Work to complete:
Work out how many lines in the records contain the word "curved", and give that number alone.

Data for review:
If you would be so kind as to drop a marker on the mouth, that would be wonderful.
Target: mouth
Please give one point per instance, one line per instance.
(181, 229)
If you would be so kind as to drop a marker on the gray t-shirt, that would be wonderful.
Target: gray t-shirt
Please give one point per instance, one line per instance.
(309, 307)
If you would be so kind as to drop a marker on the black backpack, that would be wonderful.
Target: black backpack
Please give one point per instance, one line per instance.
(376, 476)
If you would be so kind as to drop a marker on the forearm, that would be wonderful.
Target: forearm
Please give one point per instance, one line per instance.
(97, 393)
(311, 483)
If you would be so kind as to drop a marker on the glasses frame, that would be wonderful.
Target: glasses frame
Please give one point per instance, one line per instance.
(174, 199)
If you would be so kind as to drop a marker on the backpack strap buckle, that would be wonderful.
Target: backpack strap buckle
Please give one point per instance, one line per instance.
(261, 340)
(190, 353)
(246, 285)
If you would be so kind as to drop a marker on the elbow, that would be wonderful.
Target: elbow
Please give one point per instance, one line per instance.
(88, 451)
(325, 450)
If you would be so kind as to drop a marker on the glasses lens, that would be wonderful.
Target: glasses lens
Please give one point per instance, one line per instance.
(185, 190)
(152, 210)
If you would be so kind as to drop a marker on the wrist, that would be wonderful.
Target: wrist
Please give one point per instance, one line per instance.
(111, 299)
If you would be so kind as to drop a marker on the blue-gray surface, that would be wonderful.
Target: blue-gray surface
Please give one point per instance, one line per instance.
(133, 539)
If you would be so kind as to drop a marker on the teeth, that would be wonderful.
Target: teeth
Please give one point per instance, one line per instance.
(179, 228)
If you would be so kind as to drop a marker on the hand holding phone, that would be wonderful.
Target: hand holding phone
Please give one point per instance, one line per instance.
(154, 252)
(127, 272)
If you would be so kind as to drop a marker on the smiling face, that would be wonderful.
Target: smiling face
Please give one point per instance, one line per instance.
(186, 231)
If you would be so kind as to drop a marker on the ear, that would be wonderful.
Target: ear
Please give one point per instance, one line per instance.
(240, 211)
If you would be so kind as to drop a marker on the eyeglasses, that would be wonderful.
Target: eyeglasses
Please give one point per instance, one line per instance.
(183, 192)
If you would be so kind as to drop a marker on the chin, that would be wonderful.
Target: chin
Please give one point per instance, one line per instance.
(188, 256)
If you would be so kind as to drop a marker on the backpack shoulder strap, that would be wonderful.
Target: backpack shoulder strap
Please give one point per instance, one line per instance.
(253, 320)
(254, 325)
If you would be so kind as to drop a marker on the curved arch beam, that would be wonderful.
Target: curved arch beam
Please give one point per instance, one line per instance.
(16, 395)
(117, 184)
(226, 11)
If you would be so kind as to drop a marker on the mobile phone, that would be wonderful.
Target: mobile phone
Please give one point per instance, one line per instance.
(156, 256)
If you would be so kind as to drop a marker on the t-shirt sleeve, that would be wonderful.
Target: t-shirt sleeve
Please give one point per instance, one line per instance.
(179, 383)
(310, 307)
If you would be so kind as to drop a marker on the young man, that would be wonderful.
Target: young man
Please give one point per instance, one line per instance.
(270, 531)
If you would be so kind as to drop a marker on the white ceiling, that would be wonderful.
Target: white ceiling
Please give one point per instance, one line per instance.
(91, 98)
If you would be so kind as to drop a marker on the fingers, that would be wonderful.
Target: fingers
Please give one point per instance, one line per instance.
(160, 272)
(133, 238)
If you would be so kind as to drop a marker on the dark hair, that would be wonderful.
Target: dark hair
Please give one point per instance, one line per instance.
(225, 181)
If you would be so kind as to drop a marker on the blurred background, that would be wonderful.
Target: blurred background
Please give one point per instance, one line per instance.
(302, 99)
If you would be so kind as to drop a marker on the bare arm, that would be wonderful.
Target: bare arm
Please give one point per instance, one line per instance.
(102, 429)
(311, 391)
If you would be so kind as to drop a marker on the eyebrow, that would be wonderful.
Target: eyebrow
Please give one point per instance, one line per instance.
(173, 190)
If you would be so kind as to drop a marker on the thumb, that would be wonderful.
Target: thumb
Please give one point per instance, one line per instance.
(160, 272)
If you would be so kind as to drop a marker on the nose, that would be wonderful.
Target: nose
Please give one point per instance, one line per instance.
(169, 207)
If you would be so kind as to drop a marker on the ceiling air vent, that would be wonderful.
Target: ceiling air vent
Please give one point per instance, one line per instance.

Your response:
2